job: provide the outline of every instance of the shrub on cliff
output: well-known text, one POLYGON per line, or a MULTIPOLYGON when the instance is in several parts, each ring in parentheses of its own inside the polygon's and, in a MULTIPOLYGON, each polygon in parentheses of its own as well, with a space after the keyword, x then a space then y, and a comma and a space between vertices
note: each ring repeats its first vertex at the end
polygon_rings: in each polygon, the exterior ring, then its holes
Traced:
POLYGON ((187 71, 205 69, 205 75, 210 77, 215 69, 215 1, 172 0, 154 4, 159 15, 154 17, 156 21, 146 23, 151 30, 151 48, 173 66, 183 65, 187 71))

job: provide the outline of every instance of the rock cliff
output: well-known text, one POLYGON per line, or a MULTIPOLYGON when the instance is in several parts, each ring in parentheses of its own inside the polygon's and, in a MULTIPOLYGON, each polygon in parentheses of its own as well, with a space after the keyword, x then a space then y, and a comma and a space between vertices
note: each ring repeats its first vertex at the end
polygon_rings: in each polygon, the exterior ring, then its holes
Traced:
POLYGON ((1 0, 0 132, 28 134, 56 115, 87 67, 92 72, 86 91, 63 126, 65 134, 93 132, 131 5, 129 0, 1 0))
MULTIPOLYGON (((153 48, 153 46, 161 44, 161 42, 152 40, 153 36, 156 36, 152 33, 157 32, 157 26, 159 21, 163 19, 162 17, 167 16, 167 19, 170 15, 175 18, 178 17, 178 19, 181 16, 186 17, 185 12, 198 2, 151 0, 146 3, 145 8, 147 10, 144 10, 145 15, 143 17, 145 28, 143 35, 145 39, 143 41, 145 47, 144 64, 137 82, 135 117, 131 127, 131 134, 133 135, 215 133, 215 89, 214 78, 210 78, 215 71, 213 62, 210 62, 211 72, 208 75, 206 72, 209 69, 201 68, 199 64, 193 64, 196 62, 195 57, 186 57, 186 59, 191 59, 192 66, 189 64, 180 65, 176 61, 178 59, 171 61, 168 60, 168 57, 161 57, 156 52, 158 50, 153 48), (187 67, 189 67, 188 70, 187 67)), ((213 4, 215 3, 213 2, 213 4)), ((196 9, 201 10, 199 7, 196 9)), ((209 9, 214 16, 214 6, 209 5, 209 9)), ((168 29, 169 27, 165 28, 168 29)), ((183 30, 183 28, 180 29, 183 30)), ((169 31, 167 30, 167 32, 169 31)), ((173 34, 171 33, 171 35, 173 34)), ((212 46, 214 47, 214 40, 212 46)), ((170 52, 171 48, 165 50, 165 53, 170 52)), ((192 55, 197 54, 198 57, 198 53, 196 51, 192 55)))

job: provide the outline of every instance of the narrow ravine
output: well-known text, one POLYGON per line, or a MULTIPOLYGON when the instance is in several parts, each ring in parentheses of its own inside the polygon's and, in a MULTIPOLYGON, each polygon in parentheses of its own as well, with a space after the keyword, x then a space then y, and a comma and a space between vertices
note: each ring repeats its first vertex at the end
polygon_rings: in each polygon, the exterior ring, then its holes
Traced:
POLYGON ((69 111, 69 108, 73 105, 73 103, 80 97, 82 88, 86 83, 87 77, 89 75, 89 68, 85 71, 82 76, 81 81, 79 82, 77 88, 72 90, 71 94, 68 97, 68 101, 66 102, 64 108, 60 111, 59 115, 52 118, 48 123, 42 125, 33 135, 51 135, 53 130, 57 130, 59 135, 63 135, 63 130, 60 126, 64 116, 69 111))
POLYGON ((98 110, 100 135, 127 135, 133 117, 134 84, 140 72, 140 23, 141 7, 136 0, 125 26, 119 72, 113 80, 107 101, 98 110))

◆ Directive ◆
Copy everything from the start of the rows down to the line containing "POLYGON ((187 71, 205", replacing "shrub" with "bush" and leaving all else unchanged.

◆ Exercise output ◆
job: provide the outline of every instance of the bush on cliff
output: well-known text, one POLYGON per line, or a MULTIPOLYGON when the instance is in several parts, each ring in parentheses of its own inside the polygon's and, in a MULTIPOLYGON, each polygon in parentheses of its own as well, with a space after the keyword, x then a space then y, and a comma and a space between vertices
note: each ring repeats its first vertex at the end
polygon_rings: in each polygon, the exterior ring, then its holes
Traced:
POLYGON ((187 71, 205 69, 205 75, 210 77, 215 69, 215 1, 172 0, 154 4, 159 15, 154 17, 156 21, 146 23, 151 30, 151 48, 173 66, 183 65, 187 71))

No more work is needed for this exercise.